● What is required
Extract every line of the data below that contains the string "child". Case counts.
[Begin Provided information]
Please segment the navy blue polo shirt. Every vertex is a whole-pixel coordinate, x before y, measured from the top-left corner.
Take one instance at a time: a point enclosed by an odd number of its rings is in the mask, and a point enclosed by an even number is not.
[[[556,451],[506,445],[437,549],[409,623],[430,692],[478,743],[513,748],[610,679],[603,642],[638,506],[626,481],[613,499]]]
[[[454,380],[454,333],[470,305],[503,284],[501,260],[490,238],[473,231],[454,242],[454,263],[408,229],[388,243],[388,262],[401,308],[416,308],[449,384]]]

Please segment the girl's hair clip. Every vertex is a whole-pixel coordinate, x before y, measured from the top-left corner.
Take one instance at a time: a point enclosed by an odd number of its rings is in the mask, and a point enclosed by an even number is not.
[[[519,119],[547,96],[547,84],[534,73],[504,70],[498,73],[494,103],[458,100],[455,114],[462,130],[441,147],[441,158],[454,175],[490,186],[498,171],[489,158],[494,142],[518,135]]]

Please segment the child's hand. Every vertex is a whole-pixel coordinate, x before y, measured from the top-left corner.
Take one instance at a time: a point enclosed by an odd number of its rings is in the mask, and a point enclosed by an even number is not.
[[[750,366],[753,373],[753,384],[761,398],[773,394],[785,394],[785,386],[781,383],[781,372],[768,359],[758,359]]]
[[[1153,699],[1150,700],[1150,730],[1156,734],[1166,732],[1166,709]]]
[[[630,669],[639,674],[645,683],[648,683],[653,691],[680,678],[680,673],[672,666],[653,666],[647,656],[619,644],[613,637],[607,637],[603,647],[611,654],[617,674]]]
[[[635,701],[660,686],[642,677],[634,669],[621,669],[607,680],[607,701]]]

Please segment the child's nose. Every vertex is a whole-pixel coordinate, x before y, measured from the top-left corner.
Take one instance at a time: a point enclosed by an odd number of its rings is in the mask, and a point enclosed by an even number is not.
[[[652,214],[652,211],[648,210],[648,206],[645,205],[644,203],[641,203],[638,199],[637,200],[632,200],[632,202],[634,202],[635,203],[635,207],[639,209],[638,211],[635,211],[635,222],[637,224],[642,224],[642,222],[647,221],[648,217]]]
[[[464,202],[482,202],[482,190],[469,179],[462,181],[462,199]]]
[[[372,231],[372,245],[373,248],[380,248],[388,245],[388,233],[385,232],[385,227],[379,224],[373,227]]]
[End Provided information]
[Begin Provided information]
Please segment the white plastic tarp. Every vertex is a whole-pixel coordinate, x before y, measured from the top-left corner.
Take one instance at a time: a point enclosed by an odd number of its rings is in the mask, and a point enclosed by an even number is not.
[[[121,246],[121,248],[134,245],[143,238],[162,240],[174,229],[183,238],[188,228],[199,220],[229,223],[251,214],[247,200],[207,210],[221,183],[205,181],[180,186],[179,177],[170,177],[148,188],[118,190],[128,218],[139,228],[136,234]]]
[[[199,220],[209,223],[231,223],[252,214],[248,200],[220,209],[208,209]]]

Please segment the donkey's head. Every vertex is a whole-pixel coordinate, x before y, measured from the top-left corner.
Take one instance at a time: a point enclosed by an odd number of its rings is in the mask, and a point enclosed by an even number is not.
[End Provided information]
● Task output
Please segment the child's hand. Every vertex is a whole-pixel coordinate, x before y, measured from the top-left corner.
Please segment the child's nose. Every vertex is a whole-pixel coordinate, x before y, measured from the top-left corner.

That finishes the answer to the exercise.